Return the stretch of the essay on learning to look from "There is no" through "to this place.", copied word for word.

## Document section
..............................

How I began to look.
Between 2017 and 2020 I had the good fortune to meet some people who helped me as I was burnt out , hated myself and tired of life. Their warmth and ideas was aspirational and it brought hope. I witnessed those people wanting to help others and realised that there is something more.
The lockdown closed down my construction estimating and quantities business of 10 years and I decided to change and find a new life path. I signed up for doing a Masters in Mindfulness, it was not a popular move from my family but I needed something new. Whilst doing this I was painting and walking in nature most days with my camera just wanted to feel something and heal.
The single act of understanding how to properly meditate and creating the space I did not even knew existed in my mind was transformational. The knowledge what our thoughts actually were and that they are not me, was a pivotal moment. But most of all , that Northerner , who spent his life avoiding feelings realised their power.
During my Mindfulness learning I found out that I had a brain condition called “Aphantasia” and other people could actually visualise ( I mean who would of thought of it !) and recall other senses was the most uplifting aha moments of my life. It was not me ! This changed how I perceived everything in the world , my whole world view completely changed that day.
I didn’t have to comply , in fact, do what you need to do in your own way. To explore , to be playful and be curious , to find your own connection from feeling it , to trust your inner knowing and follow it.
The hedgerows and woodlands became more and more vivid in all my senses and I wanted to connect more. I had felt something so deeply with the colours and shapes it felt spiritual and mystical.
I realised that it wasn’t complying with other people telling you how to take a photograph or even make a painting but how it worked for me. I would watch groups of photographers competing with the best sunrise on a beach whilst I was looking at the beautiful marks of the sand or the patterns of the sea breaking on the sand. I realised that the photographs wasn’t about ego , being perfect or the best but to connect and to create memories. I didn’t need to win at anything.
I realised that you can see with your ego or intellect but you can also see with your heart.
I had a choice to change my thought patterns from not being enough to caring about what I take a picture of and in turn that mirrored self compassion. I wasn’t seeing judgement of myself or others but heartfelt connection to what was in front of me. I was seeing nature transforming me and teaching me how to look.
I now paint and take photographs using how it feels and follow my intuition. I use playfulness and curiosity following a mindful path. I love the creative expression and exploration but it’s always heartfelt.
There is no right or wrong , perfect or a hierarchy of who is better just love of nature and to express it to others.
Hareshaw Linn
Due to an amazing 2 months of spring there is so much abundance and with hope the summer continues to be bountiful. Part of my first year is to learn what is there and it has been a difficult transition from a place I knew for 10 years to somewhere I had only visited for my work a few times.
I think now I feel more settled in my new environment as I have 3 amazing places to get to know but also there are two others which I would love to return a few times in a year. The re-wilding project upon near Kielder Head which is its infancy and my Falstone Forest walk as it is from my home , they are both good walks and it deepens my connection to this place.

..............................

Excerpts of pointing data:
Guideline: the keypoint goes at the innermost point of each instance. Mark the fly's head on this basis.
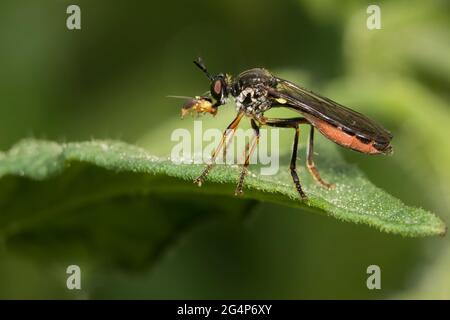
(220, 84)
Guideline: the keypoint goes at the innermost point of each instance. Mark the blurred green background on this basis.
(110, 80)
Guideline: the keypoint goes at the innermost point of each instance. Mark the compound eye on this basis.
(217, 87)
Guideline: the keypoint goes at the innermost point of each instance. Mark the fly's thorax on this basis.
(253, 101)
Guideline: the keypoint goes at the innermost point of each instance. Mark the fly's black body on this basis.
(257, 90)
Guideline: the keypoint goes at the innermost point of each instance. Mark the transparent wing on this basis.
(326, 109)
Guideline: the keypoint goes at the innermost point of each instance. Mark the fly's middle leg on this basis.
(310, 163)
(223, 144)
(291, 123)
(249, 149)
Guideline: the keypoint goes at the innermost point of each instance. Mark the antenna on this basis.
(199, 63)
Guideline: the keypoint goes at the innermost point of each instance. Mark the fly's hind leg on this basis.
(310, 163)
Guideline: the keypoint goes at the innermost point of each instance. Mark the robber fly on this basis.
(256, 90)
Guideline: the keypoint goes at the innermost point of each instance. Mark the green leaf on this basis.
(124, 206)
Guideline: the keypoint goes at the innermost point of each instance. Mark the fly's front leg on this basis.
(291, 123)
(249, 149)
(310, 163)
(223, 143)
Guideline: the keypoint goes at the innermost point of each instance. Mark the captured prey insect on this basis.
(256, 90)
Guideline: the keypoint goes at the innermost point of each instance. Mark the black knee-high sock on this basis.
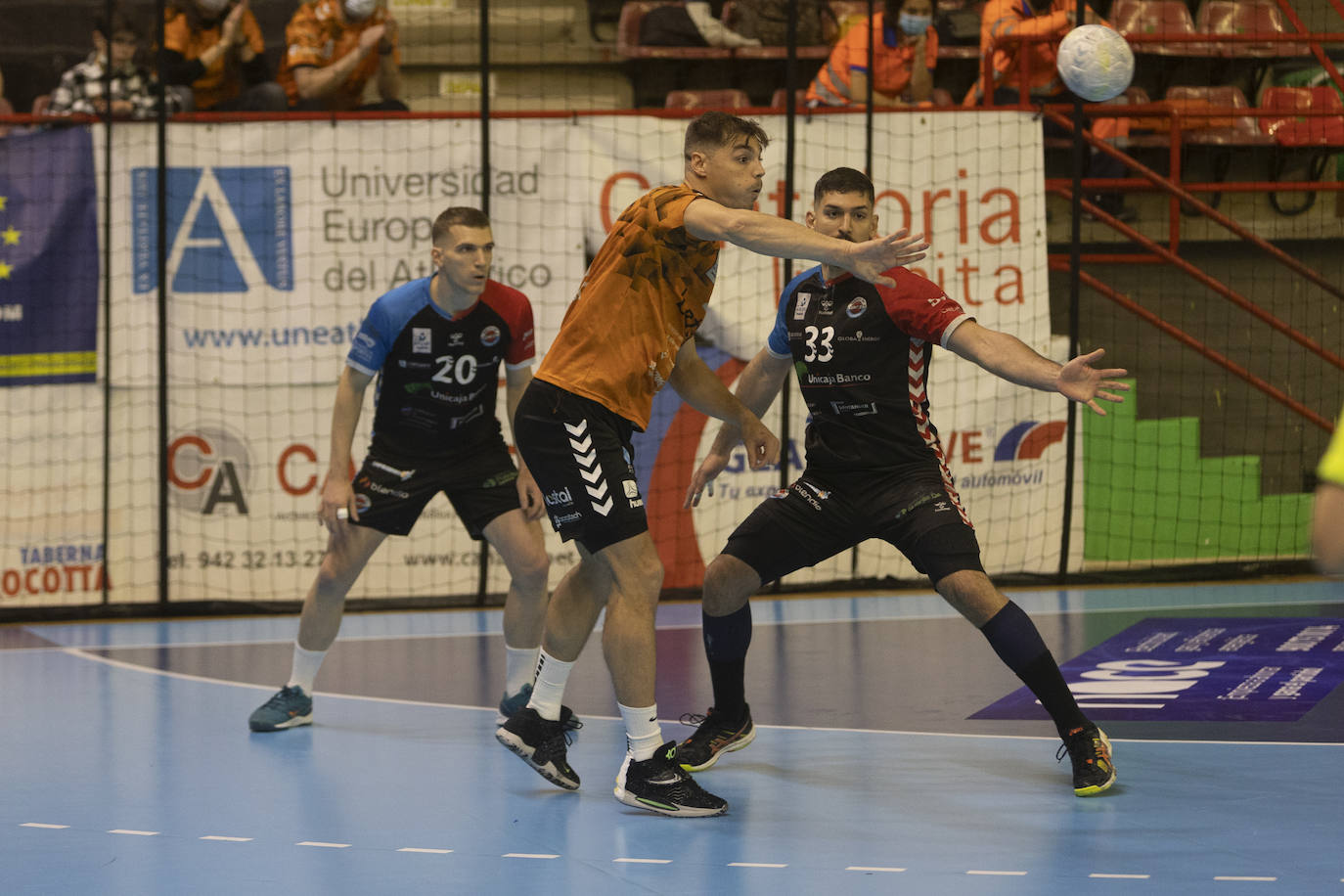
(726, 641)
(1015, 639)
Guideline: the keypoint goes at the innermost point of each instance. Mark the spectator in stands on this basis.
(82, 90)
(1050, 19)
(1328, 514)
(768, 22)
(905, 50)
(333, 49)
(215, 50)
(693, 24)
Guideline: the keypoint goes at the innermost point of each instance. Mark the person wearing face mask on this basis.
(83, 89)
(334, 49)
(1050, 19)
(905, 51)
(215, 50)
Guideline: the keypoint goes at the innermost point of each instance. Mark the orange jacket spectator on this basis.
(322, 35)
(843, 79)
(1043, 19)
(216, 49)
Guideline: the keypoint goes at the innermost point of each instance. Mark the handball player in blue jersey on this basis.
(435, 345)
(875, 470)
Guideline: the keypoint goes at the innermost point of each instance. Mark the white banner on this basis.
(280, 236)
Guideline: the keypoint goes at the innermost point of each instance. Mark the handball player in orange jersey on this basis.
(628, 334)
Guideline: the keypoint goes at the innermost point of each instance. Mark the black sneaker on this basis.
(714, 734)
(541, 743)
(1091, 752)
(658, 784)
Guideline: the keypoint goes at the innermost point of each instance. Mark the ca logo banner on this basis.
(229, 229)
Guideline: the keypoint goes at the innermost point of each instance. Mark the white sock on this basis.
(519, 668)
(549, 687)
(643, 735)
(304, 672)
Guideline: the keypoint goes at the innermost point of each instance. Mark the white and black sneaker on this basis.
(541, 743)
(660, 784)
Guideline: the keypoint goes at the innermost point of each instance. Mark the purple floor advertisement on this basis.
(1236, 669)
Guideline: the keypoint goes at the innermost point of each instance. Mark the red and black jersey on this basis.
(862, 356)
(438, 375)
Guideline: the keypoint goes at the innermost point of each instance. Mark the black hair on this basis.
(843, 180)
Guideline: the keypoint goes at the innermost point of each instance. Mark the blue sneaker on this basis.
(513, 704)
(290, 708)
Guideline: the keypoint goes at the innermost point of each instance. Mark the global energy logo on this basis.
(229, 229)
(1027, 441)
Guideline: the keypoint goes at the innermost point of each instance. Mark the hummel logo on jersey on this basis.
(401, 474)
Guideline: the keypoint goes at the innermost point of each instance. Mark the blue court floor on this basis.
(128, 766)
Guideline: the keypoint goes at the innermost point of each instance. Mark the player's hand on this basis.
(703, 477)
(530, 496)
(1081, 381)
(870, 259)
(761, 445)
(336, 504)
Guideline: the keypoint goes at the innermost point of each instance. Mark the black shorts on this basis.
(822, 515)
(391, 493)
(581, 457)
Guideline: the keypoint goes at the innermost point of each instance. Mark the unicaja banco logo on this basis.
(229, 229)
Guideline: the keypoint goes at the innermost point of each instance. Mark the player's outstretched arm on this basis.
(770, 236)
(757, 387)
(530, 496)
(1010, 359)
(337, 493)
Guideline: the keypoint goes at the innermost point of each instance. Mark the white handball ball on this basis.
(1096, 62)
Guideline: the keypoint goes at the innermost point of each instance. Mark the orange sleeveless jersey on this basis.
(642, 298)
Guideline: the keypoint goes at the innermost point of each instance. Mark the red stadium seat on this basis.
(725, 98)
(1246, 18)
(1290, 129)
(628, 36)
(1217, 130)
(1148, 18)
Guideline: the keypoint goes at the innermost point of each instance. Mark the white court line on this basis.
(754, 866)
(948, 612)
(183, 676)
(1121, 876)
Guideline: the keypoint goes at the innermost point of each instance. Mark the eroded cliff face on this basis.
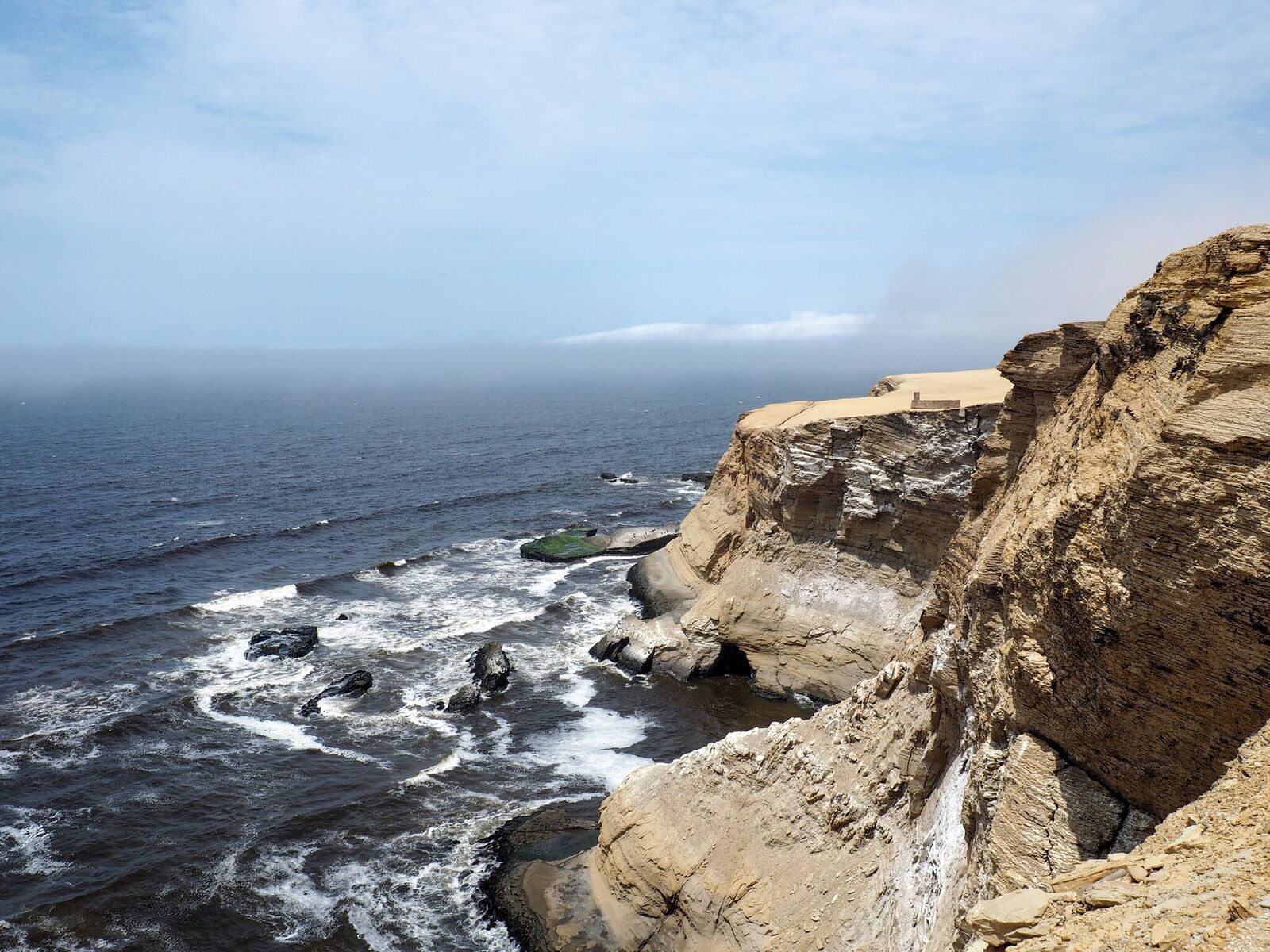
(1090, 658)
(814, 547)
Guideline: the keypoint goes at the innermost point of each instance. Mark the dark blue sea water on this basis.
(160, 791)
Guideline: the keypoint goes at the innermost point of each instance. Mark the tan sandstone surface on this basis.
(813, 550)
(1087, 653)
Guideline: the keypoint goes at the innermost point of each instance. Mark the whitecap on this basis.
(448, 763)
(592, 747)
(247, 600)
(29, 841)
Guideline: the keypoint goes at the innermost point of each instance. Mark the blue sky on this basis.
(276, 173)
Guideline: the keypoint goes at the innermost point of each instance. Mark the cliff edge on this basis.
(1086, 655)
(814, 547)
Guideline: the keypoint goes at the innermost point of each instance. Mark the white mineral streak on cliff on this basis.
(1092, 654)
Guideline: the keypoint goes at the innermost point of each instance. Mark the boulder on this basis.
(658, 645)
(1009, 917)
(467, 698)
(351, 685)
(289, 643)
(489, 666)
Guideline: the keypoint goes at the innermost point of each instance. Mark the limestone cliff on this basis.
(813, 550)
(1090, 658)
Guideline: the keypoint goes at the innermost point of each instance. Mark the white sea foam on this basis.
(29, 841)
(298, 907)
(283, 731)
(448, 763)
(247, 600)
(581, 693)
(592, 747)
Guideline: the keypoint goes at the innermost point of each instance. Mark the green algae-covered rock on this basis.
(564, 547)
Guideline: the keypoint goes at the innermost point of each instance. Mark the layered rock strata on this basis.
(813, 550)
(1091, 659)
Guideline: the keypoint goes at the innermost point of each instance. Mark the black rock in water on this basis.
(552, 833)
(351, 685)
(464, 700)
(289, 643)
(491, 666)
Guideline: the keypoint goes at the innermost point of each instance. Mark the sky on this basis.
(865, 181)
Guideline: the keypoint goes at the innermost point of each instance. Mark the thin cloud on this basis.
(803, 325)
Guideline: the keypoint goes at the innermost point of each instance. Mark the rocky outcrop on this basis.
(287, 643)
(813, 550)
(353, 685)
(491, 666)
(1089, 653)
(587, 541)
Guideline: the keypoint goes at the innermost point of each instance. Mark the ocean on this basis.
(159, 791)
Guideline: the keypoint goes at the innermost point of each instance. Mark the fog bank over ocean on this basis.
(42, 371)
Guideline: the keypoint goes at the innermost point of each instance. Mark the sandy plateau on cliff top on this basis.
(1047, 624)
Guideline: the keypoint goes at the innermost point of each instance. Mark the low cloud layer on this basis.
(803, 325)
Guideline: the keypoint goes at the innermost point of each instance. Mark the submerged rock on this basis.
(491, 666)
(524, 844)
(660, 645)
(467, 698)
(641, 539)
(351, 685)
(563, 547)
(289, 643)
(586, 541)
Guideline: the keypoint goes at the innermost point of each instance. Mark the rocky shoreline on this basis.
(1034, 600)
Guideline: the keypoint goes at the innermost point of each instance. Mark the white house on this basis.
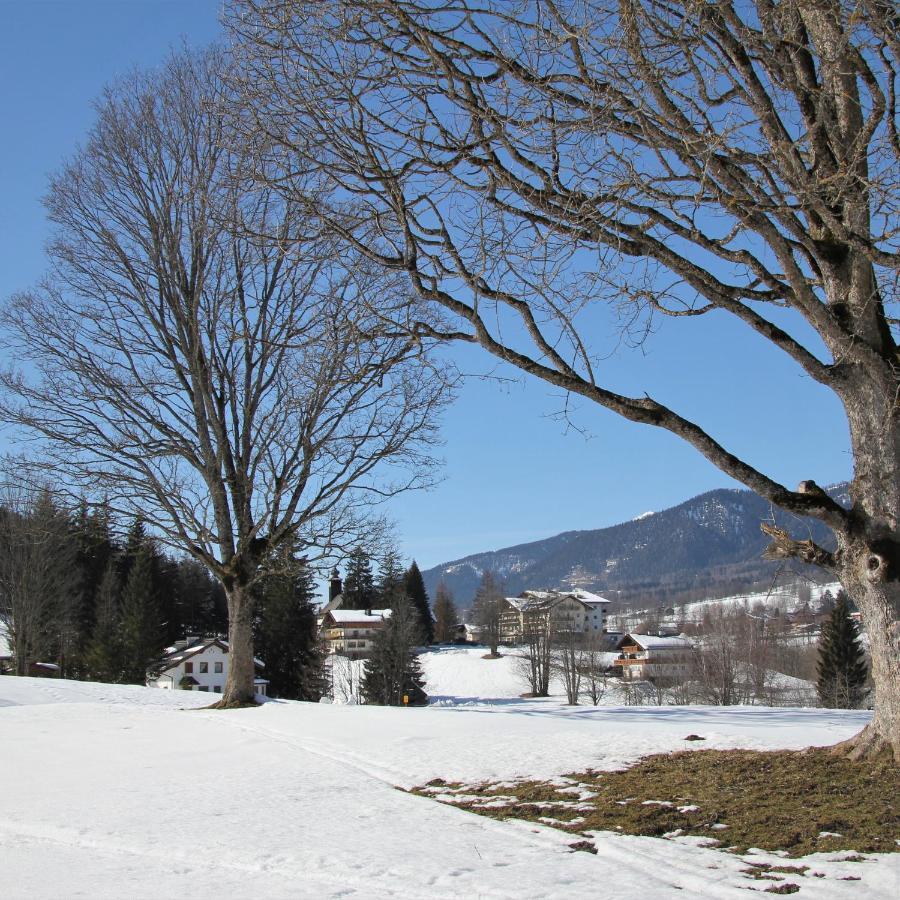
(577, 611)
(197, 665)
(351, 632)
(647, 656)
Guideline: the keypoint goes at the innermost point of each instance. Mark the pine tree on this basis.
(285, 635)
(94, 551)
(487, 608)
(142, 632)
(104, 658)
(391, 579)
(841, 669)
(446, 616)
(418, 596)
(393, 671)
(359, 583)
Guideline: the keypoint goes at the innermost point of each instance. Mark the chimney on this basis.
(336, 586)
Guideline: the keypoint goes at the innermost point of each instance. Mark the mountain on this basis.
(709, 543)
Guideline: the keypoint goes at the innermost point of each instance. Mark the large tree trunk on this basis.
(868, 558)
(239, 687)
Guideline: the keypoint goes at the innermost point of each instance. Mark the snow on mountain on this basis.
(109, 791)
(712, 541)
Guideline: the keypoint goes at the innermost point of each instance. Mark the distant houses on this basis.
(578, 611)
(351, 632)
(197, 665)
(646, 657)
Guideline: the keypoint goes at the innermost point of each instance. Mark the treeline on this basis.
(98, 607)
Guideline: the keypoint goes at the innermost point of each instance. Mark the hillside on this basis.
(709, 543)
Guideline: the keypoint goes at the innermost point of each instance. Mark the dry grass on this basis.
(797, 802)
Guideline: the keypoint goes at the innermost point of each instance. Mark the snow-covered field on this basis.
(129, 792)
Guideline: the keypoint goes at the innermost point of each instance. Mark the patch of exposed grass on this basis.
(798, 802)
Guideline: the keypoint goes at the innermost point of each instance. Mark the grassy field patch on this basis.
(796, 802)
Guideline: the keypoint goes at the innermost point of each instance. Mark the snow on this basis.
(783, 597)
(654, 642)
(111, 791)
(351, 616)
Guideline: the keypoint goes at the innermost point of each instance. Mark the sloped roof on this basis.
(175, 656)
(536, 600)
(654, 642)
(358, 616)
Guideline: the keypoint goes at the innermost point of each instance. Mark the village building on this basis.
(645, 657)
(575, 611)
(351, 632)
(197, 665)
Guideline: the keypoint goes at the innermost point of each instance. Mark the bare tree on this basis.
(446, 616)
(487, 608)
(537, 657)
(525, 160)
(721, 672)
(567, 656)
(197, 358)
(593, 666)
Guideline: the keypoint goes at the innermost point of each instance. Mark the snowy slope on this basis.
(108, 791)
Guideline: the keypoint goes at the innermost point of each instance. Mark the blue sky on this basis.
(513, 472)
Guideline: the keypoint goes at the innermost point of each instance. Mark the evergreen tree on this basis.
(418, 596)
(841, 669)
(393, 671)
(446, 616)
(142, 632)
(391, 579)
(200, 609)
(286, 637)
(359, 583)
(95, 549)
(104, 658)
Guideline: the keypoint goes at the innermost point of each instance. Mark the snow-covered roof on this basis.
(174, 656)
(531, 600)
(588, 598)
(358, 616)
(654, 642)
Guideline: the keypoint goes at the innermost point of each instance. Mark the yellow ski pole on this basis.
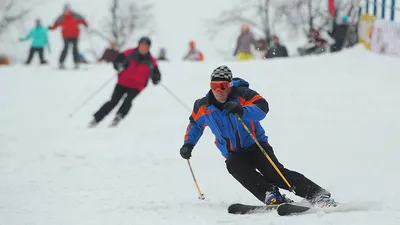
(291, 188)
(201, 195)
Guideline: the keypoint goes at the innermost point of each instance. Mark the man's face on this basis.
(143, 48)
(221, 90)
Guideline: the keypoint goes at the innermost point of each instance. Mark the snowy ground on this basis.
(333, 119)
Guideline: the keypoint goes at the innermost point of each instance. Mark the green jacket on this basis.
(39, 36)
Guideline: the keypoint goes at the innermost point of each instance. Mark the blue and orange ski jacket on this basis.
(230, 135)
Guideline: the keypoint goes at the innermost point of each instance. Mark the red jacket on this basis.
(138, 69)
(70, 24)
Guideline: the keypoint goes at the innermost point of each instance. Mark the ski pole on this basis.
(176, 97)
(291, 188)
(90, 97)
(201, 195)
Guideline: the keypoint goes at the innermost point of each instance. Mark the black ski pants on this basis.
(119, 92)
(67, 43)
(253, 170)
(34, 50)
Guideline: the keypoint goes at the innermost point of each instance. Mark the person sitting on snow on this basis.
(193, 54)
(40, 40)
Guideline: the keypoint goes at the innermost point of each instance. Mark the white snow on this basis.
(334, 118)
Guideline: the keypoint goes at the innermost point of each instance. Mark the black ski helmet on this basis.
(145, 40)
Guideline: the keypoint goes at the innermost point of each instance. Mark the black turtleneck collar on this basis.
(212, 101)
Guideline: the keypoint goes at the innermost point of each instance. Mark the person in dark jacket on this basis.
(339, 34)
(135, 67)
(162, 55)
(228, 100)
(276, 50)
(110, 53)
(69, 21)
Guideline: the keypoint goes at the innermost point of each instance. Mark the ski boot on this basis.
(92, 123)
(116, 120)
(276, 198)
(325, 201)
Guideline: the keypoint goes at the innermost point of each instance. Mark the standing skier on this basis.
(69, 21)
(40, 41)
(227, 99)
(135, 67)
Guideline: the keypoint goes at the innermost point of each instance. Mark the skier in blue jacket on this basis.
(40, 41)
(228, 99)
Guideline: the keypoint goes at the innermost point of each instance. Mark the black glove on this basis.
(233, 107)
(186, 151)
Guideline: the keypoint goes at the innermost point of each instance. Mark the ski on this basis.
(238, 208)
(286, 209)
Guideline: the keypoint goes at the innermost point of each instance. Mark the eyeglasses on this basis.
(220, 86)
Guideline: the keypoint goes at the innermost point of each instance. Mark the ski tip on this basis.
(233, 209)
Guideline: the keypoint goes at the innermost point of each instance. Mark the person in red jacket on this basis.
(69, 21)
(135, 67)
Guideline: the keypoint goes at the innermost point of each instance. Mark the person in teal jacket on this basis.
(40, 41)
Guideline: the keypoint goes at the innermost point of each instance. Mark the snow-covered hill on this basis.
(333, 118)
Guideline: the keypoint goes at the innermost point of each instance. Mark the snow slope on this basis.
(333, 119)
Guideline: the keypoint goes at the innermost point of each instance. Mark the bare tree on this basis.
(125, 18)
(254, 13)
(12, 12)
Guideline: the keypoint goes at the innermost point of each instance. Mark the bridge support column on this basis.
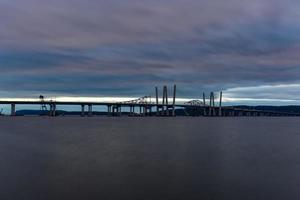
(13, 109)
(109, 110)
(220, 105)
(174, 99)
(82, 110)
(52, 111)
(90, 110)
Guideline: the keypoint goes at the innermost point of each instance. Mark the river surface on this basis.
(149, 158)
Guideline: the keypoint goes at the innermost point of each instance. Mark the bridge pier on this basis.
(82, 110)
(109, 110)
(13, 109)
(90, 110)
(52, 111)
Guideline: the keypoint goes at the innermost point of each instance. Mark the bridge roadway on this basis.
(145, 109)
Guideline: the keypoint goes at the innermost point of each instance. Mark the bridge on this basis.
(145, 106)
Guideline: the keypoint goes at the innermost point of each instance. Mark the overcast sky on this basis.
(249, 49)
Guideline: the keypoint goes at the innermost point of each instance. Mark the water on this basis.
(149, 158)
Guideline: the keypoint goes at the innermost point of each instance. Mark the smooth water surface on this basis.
(149, 158)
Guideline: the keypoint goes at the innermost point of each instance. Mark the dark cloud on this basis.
(96, 47)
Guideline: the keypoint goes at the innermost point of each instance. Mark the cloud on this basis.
(127, 47)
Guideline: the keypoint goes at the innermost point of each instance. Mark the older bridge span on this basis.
(147, 106)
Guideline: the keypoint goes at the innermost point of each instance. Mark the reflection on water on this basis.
(149, 158)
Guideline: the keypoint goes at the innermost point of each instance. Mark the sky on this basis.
(124, 48)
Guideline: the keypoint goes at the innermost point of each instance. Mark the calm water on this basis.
(149, 158)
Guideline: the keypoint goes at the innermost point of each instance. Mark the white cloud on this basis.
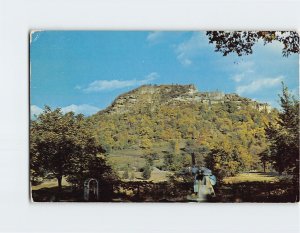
(190, 48)
(104, 85)
(259, 84)
(35, 111)
(84, 109)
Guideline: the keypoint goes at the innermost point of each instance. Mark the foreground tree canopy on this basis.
(242, 42)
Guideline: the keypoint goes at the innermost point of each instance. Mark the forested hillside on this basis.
(170, 123)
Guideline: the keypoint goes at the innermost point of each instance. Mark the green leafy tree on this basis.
(147, 171)
(242, 42)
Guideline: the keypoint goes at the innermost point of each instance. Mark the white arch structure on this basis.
(87, 189)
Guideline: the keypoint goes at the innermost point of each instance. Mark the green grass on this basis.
(251, 177)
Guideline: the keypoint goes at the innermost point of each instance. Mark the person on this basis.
(203, 186)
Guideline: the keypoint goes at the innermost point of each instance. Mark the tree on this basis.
(61, 145)
(242, 43)
(283, 135)
(265, 157)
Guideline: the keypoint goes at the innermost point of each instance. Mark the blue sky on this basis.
(84, 71)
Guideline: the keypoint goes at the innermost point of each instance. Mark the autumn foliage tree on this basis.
(62, 145)
(283, 135)
(242, 42)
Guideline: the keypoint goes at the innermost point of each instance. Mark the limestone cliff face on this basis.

..............................

## Reply
There is no right or wrong , perfect or a hierarchy of who is better just love of nature and to express it to others.
Hareshaw Linn
Due to an amazing 2 months of spring there is so much abundance and with hope the summer continues to be bountiful. Part of my first year is to learn what is there and it has been a difficult transition from a place I knew for 10 years to somewhere I had only visited for my work a few times.
I think now I feel more settled in my new environment as I have 3 amazing places to get to know but also there are two others which I would love to return a few times in a year. The re-wilding project upon near Kielder Head which is its infancy and my Falstone Forest walk as it is from my home , they are both good walks and it deepens my connection to this place.